BRANO SCELTO:
Successi sportivi a parte guardare le partite di tennis ultramondiale che si giocano a Torino mi provoca un vero moto di invidia. Che bell’impianto, che bella organizzazione! Certamente è fantastico vedere andare avanti nel torneo dei “maestri” i ragazzi italiani e ci si appassiona per le loro gesta, che mai ci saremmo sognati a questo livello. Ma è anche un orgoglio assistere al “contorno” di quei campi, di quelle tribune gremite, il degno accompagnamento a una esibizione sportiva del massimo livello.
Perchè noi che abitiamo in una delle città più belle del mondo (non esagero, ne sono sicuro) non possiamo neppure sognarci quello che a Torino è così possibile? Perché non abbiamo attrezzature sportive all’altezza di un incontro sul quale puntano gli occhi da tutto il mondo? E non è solo una questione di tennis e di uno stadio per questo sport, che grazie a Sinner, Musetti, Berettini, Cobolli, Bolelli e Vavassori e agli altri ragazzi italiani sta trasformando non solo le vocazioni sportive e i business relativi, ma cambia perfino l’informazione. Spesso le imprese di questo sport diventano prevalenti nelle cronache sportive, scavalcando il calcio che sembra in ribasso e non solo perché rischiamo per la terza volta di non andare neppure al Mundial …..
La nostra invidia riguarda in generale tutte le attrezzature sportive. Vogliamo parlare del nostro stadio, il nobile Luigi Ferraris, del quale si discute e progetta da anni senza soluzione, se non questo balletto tra il Comune ( da qualsivoglia giunta amministrato) e le due società Genoa e Sampdoria ( da qualsivoglia padrone possedute in una giungla speso inestricabile della finanza mondiale, da Bucarest a Singapore passando per Miami) ?

COSA SI CHIEDE: Stampa, senza alcuna modifica, tutto ciò che nel brano sugli impianti sportivi va da "La nostra invidia" giù fino a "per Miami) ?". Il materiale che segue è indipendente dal brano e non ne fa parte.

MATERIALE FORNITO:
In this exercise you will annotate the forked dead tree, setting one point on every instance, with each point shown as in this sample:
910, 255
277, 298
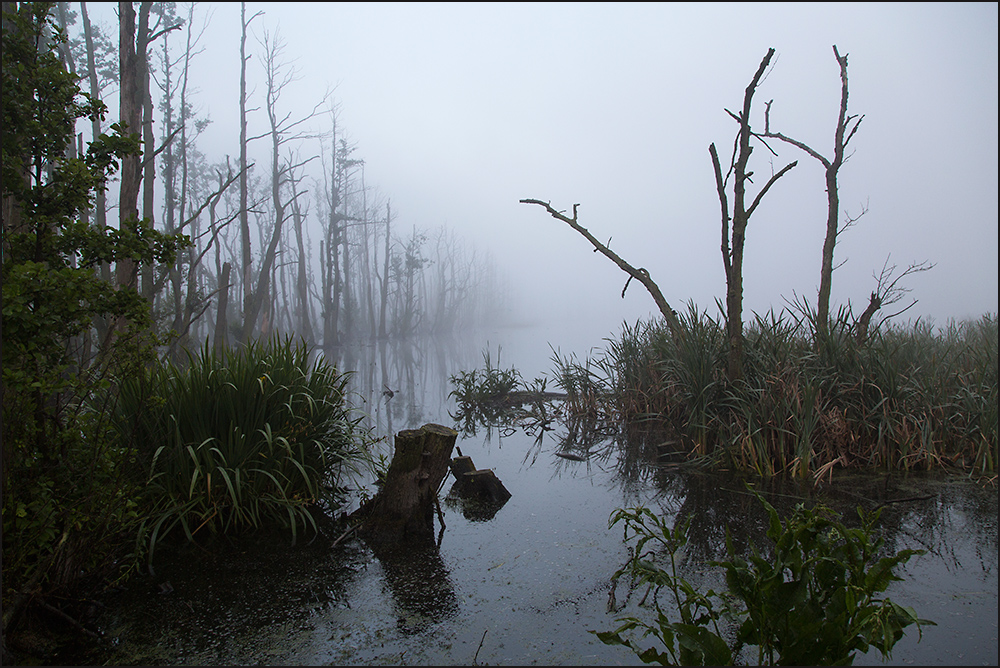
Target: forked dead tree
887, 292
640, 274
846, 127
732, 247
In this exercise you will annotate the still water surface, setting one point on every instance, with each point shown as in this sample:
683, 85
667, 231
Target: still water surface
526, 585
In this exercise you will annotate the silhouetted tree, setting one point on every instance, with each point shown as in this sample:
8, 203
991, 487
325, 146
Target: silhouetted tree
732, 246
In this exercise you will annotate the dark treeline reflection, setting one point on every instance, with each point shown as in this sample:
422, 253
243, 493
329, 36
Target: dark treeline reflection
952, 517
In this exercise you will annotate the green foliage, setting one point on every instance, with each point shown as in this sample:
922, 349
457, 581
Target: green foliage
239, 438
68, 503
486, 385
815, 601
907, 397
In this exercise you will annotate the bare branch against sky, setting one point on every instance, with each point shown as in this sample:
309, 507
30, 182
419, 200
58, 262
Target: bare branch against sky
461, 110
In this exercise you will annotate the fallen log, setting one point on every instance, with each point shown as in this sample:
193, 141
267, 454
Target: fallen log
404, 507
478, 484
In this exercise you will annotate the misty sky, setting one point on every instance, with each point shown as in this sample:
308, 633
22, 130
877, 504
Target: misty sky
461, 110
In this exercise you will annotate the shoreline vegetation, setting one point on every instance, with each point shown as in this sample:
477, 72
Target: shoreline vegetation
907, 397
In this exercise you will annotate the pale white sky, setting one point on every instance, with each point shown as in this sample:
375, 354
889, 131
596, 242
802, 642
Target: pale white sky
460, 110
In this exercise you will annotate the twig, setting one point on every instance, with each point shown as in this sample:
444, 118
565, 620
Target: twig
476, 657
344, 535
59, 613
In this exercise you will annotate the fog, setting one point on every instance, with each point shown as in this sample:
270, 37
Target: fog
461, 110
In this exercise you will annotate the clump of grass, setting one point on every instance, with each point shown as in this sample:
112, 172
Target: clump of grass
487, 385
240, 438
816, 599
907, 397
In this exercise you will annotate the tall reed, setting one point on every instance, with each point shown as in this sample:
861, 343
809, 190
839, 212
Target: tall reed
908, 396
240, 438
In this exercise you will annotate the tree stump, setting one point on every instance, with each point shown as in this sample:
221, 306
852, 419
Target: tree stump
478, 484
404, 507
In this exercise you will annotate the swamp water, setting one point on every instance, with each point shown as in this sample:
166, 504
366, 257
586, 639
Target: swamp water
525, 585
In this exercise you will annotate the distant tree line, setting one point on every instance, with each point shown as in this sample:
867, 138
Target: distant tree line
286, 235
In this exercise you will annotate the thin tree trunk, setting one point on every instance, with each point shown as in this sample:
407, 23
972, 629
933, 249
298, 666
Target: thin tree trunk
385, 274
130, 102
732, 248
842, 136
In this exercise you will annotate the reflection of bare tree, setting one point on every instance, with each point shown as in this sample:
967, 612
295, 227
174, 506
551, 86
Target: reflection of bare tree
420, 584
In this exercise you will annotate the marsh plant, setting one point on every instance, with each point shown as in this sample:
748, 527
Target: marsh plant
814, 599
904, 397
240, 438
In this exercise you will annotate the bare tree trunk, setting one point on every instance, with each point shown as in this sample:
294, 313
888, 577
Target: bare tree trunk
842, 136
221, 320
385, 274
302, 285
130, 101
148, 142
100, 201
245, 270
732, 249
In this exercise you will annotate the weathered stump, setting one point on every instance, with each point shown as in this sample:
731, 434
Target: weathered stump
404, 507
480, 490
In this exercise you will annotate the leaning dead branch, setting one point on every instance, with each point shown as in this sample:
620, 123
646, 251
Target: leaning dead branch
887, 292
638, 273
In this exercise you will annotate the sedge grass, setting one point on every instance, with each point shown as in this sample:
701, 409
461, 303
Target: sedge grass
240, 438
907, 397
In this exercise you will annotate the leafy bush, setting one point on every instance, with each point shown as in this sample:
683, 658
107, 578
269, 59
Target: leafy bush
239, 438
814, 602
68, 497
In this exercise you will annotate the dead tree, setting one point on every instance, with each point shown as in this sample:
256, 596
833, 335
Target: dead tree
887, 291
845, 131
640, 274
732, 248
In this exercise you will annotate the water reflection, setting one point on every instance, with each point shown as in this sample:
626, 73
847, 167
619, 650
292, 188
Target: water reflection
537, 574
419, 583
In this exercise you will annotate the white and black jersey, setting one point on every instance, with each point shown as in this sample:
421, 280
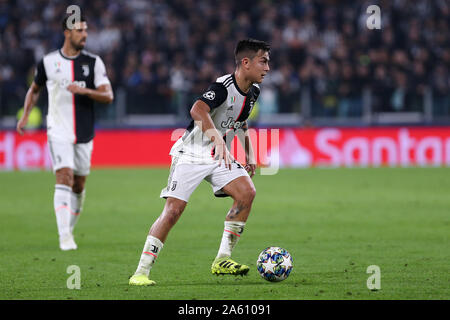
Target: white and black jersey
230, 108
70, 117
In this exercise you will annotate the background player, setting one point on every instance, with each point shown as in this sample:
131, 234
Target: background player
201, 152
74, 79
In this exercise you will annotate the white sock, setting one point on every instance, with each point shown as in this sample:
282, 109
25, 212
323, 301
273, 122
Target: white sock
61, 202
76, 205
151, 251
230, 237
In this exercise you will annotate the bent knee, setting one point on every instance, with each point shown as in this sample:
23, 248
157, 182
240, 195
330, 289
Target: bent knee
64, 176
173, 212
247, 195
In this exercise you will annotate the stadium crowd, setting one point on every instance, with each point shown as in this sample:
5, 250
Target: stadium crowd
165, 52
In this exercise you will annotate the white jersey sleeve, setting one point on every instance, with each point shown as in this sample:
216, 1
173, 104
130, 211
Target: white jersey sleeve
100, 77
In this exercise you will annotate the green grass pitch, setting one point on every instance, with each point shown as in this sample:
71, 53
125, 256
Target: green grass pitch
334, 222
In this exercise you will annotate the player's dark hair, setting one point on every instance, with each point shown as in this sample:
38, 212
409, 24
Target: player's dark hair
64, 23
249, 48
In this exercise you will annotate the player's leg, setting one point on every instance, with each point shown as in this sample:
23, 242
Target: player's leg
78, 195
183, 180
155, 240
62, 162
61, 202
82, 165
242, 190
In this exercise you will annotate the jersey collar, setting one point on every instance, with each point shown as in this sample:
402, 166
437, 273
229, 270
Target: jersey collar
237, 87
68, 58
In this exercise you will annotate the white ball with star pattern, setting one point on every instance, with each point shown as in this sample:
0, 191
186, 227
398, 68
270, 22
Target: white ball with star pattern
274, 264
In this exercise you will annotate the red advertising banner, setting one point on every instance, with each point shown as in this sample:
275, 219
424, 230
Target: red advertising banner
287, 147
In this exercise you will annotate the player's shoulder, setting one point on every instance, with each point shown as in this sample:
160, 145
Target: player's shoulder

SOLUZIONE PROPOSTA:
La nostra invidia riguarda in generale tutte le attrezzature sportive. Vogliamo parlare del nostro stadio, il nobile Luigi Ferraris, del quale si discute e progetta da anni senza soluzione, se non questo balletto tra il Comune ( da qualsivoglia giunta amministrato) e le due società Genoa e Sampdoria ( da qualsivoglia padrone possedute in una giungla speso inestricabile della finanza mondiale, da Bucarest a Singapore passando per Miami) ?